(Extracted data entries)
================

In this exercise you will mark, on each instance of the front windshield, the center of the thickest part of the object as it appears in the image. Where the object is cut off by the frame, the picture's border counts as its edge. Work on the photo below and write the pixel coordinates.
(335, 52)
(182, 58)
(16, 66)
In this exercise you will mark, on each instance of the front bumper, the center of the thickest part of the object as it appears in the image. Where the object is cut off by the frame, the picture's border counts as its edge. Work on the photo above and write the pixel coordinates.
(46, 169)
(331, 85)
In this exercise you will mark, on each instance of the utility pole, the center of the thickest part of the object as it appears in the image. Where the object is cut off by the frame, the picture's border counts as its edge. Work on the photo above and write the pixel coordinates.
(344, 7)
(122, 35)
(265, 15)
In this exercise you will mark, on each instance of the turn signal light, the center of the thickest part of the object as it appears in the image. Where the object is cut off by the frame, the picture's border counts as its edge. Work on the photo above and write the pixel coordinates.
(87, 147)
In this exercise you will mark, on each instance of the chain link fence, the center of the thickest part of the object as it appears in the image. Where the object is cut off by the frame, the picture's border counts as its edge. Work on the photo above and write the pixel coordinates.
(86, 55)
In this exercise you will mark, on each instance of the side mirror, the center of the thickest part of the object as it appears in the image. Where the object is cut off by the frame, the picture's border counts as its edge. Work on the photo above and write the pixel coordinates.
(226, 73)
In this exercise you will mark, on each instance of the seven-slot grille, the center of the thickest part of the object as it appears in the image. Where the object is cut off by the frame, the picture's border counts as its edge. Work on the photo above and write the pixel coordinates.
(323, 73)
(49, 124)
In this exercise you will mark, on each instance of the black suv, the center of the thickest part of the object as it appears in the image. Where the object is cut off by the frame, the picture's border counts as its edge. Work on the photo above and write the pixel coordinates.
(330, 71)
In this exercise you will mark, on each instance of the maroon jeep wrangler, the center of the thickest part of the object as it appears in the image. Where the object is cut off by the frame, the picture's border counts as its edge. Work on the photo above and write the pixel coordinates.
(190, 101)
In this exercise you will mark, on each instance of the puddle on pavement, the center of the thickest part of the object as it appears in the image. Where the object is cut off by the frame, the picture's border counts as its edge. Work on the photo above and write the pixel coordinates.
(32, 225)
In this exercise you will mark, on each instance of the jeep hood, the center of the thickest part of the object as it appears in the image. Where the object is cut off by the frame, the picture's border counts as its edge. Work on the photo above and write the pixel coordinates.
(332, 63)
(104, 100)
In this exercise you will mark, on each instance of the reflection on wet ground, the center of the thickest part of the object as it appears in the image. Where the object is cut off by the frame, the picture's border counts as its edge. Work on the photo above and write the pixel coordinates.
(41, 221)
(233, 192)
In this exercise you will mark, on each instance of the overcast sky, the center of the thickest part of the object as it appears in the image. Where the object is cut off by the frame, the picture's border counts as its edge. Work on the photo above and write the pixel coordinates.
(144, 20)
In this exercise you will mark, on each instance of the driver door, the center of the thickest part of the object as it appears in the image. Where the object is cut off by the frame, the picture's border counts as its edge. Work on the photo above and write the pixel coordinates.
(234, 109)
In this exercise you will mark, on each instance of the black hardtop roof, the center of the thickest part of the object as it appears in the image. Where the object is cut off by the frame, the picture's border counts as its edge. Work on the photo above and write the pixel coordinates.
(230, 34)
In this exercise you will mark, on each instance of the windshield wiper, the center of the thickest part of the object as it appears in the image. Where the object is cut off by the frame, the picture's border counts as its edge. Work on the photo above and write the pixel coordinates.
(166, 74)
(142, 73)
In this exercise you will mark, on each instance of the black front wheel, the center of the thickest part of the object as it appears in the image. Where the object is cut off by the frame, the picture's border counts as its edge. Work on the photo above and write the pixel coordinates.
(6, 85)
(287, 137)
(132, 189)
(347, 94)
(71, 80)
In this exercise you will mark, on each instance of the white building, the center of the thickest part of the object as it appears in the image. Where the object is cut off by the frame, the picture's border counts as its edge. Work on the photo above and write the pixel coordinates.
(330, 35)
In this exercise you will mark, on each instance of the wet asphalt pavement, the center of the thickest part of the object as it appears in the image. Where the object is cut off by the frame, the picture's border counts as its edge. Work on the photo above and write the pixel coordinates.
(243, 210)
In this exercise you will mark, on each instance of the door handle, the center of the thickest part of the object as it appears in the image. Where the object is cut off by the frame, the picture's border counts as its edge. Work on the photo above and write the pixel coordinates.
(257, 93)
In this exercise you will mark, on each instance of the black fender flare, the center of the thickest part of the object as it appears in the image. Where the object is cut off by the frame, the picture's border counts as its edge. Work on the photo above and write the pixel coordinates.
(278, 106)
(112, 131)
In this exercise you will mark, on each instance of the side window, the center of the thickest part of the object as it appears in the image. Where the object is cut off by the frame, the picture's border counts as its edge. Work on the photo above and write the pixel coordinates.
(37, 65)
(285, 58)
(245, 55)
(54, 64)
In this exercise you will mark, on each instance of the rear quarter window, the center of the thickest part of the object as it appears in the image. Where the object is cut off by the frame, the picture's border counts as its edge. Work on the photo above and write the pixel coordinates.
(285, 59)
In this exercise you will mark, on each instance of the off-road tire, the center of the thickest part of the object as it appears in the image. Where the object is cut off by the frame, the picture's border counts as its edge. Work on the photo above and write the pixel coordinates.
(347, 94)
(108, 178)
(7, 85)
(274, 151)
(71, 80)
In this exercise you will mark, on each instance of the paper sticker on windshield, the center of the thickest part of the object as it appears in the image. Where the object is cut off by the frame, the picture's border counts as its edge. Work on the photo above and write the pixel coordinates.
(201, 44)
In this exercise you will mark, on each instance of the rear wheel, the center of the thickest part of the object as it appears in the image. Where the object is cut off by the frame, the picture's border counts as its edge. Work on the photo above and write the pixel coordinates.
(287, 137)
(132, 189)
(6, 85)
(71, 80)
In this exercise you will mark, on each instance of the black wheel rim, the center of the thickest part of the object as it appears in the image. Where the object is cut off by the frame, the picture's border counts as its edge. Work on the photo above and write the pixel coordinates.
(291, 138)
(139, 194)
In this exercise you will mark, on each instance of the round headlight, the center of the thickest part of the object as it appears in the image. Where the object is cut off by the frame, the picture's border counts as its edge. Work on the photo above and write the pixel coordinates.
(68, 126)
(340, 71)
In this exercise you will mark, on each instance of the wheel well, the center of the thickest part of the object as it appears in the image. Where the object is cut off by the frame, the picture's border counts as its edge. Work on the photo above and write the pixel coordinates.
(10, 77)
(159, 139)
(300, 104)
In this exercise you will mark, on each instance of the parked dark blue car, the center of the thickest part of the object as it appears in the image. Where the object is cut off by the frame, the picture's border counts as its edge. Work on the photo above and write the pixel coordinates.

================

Return all of the rows above word for word, with no changes.

SOLUTION TO THIS PROBLEM:
In this exercise you will mark, on each instance of the front windshield, the center of the thickest part of the object as it appears in the image. Where the object is cut off by the frame, the picture's border counts as its edge. Work on the photo below and write the pixel coordinates.
(335, 52)
(182, 58)
(16, 66)
In this exercise you will mark, on each instance of the front bumper, the center of the thickest part of the object as it appears in the image. Where the object is cut off by the frame, the picture's border counts as its edge. Work on the photo above and write the pixel coordinates.
(46, 169)
(331, 85)
In this exercise you will mark, on each instance of the utility pole, the center of the thickest part of the object as it appears in the image. Where the object is cut off by the frame, the picture's border counts as its edge. Work on the photo above and write the pixel coordinates.
(344, 7)
(122, 35)
(265, 15)
In this exercise you will mark, on each instance of the turn signal light, the center of the thickest part of the object as it appears in the image. Where the object is cut off by the frame, the picture's border counts as its edge. Work on the photo above and write the pixel coordinates.
(87, 147)
In this exercise you will mark, on each instance of the chain link fence, the center of the thickest part of the object as it appears in the image. Where the object is cut off by the frame, the picture's border counts as its edge. Work on the photo above and write the pixel coordinates.
(86, 55)
In this exercise you will mark, on each instance of the side mirror, the center of the thickest part of the object as it appears in the image. Where the object is cut off by the frame, the picture's border counts as its edge. Work on the photo above and write the pixel coordinates.
(226, 73)
In this exercise you will mark, on each instance of the seven-slot grille, the center of the thickest part of the object as it appears in the image. Where the object is cut off by the frame, the picture's border counts as its edge. Work on the photo above and write the pixel coordinates.
(323, 73)
(49, 124)
In this exercise you will mark, on each instance of the black suv, the center of the thickest part of the object as it appears in the image. Where the object is cut off by the frame, the picture's border counts as its edge. Work on the photo above and write the pixel coordinates.
(330, 71)
In this exercise you will mark, on each instance of the maroon jeep wrangler, the center of the thickest part of the object as it appears in the image. Where the object is cut off by the frame, the picture's border counts as its edge. Work on the photo above and write the pixel coordinates.
(190, 101)
In this exercise you will mark, on each instance of the puddle on pavement, the center of the thickest part of the object as it appears in the image. Where the object is cut off by the frame, the picture's border counts as its edge. Work on the photo above and write the pixel coordinates.
(32, 225)
In this exercise you will mark, on each instance of the jeep hood, the center of the thickest part of the object as it appears in the image. Where the object is cut off by the frame, the picture's border counts as its edge. Work on the photo above and write the pixel coordinates.
(332, 63)
(104, 100)
In this exercise you will mark, on each instance of the reflection on wet ground, the center of the thickest part of the object as it appears in the image. Where the object is cut off by the frame, the picture's border counts as its edge. Work on the photo above and write the pixel coordinates.
(41, 221)
(233, 192)
In this exercise you will mark, on each instance of the overcast sky, the center of the thickest part of the object as it appears in the image. Where the object is cut off by the frame, the picture's border counts as its edge. Work on the photo above and write the pixel coordinates.
(144, 20)
In this exercise you will mark, on each instance of the driver door, the center of the thickest part of the object as it appears in the image. Where the object is cut off by the frame, the picture's border counts as its edge. Work on the photo above and write the pixel coordinates.
(234, 109)
In this exercise you will mark, on each instance of the black hardtop roof, the center of the thickest part of the object as it appears in the image. Where the object is cut off by the frame, the picture's border counts as its edge. Work on the photo above and write the pixel coordinates.
(230, 34)
In this exercise you will mark, on each instance of the windshield wiper, the center of the thickest part of the object as it appears in the image. Where the object is cut off by the frame, the picture's border counts as its edge. Work on the photo above and write the pixel coordinates.
(166, 74)
(142, 73)
In this exercise you will mark, on each instance of the black front wheel, the center of the thickest part of the object as it appears in the image. Where the object is cut off by the frame, the picture's border counts as its edge. Work on the photo above and write the pixel coordinates.
(6, 85)
(287, 137)
(132, 189)
(347, 94)
(71, 80)
In this exercise you will mark, on each instance of the white building, the center of the thickest part of the object as it appears in the image. Where the object is cut off by the frame, the picture's border counts as its edge. Work on the photo above and write the pixel coordinates.
(330, 35)
In this exercise you will mark, on each instance of the wet asphalt pavement, the center of the thickest part of the object as it appears in the image. Where the object is cut off by the frame, the picture's border counts as its edge. Work on the photo above and write the pixel coordinates.
(243, 210)
In this exercise you will mark, on each instance of the door handle, the center of the thickest part of the object as it appears in the image. Where the object is cut off by the frame, the picture's border counts as its edge. Work on the photo above and write the pixel coordinates.
(257, 93)
In this exercise you will mark, on each instance of the black fender flare, the center of the thickest part of the object as it appears in the image. Where the object is cut off by the frame, the picture's border counts as its edge. Work on the photo above and write the pixel coordinates.
(278, 106)
(112, 131)
In this exercise you will mark, on each instance of the side window, the center of the thickest part of the object as it appears in the image. Where the object is cut off by the frame, the picture's border counts as its edge. Work on the photo above and write the pixel coordinates.
(37, 65)
(285, 58)
(245, 55)
(54, 64)
In this exercise you will mark, on each instance of the rear quarter window, the center of the thickest part of the object as it appears in the image. Where the object is cut off by the frame, the picture's border counts as its edge. Work on the photo above and write the pixel coordinates.
(285, 59)
In this exercise you will mark, on each instance of the off-road tire, the center of the thickest part of the object as it appears in the image. Where the object is cut off by the frame, the picture's border counts as its edge. Work on the photo above and write the pixel coordinates.
(347, 94)
(108, 178)
(7, 85)
(274, 151)
(71, 80)
In this exercise you will mark, on each instance of the paper sticker on windshield, the center of the thickest part of the object as it appears in the image. Where the object is cut off by the frame, the picture's border counts as its edge. Work on the photo above and write the pixel coordinates.
(201, 44)
In this exercise you will mark, on each instance of the rear wheel, the center of the thickest part of the object as it appears in the image. Where the object is cut off by the frame, the picture's border counts as its edge. Work on the photo above and write the pixel coordinates.
(287, 137)
(132, 189)
(6, 85)
(71, 80)
In this exercise you will mark, on each instance of the black wheel rim, the center of the thickest part of the object as it appears in the image. Where the object is cut off by the frame, the picture's border counts as its edge. Work on the photo above and write the pixel coordinates.
(291, 138)
(139, 194)
In this exercise you will mark, on each instance of the round headlight, the center of the thickest part of the object as it appears in the image. Where the object is cut off by the frame, the picture's border counts as its edge. Work on the photo above and write the pixel coordinates.
(68, 126)
(340, 71)
In this exercise you will mark, on each instance of the wheel well, the center of the thickest part of the object as it appears in the image. Where the object is cut off by the frame, the picture's border counts as its edge. Work on the photo above and write the pixel coordinates.
(10, 77)
(159, 139)
(300, 104)
In this exercise you will mark, on each instance of the parked dark blue car, the center of the thickest part of the object as it appears in the image. Where the object is cut off by the frame, the picture's border counts as its edge. Work on the photo above and write the pixel coordinates.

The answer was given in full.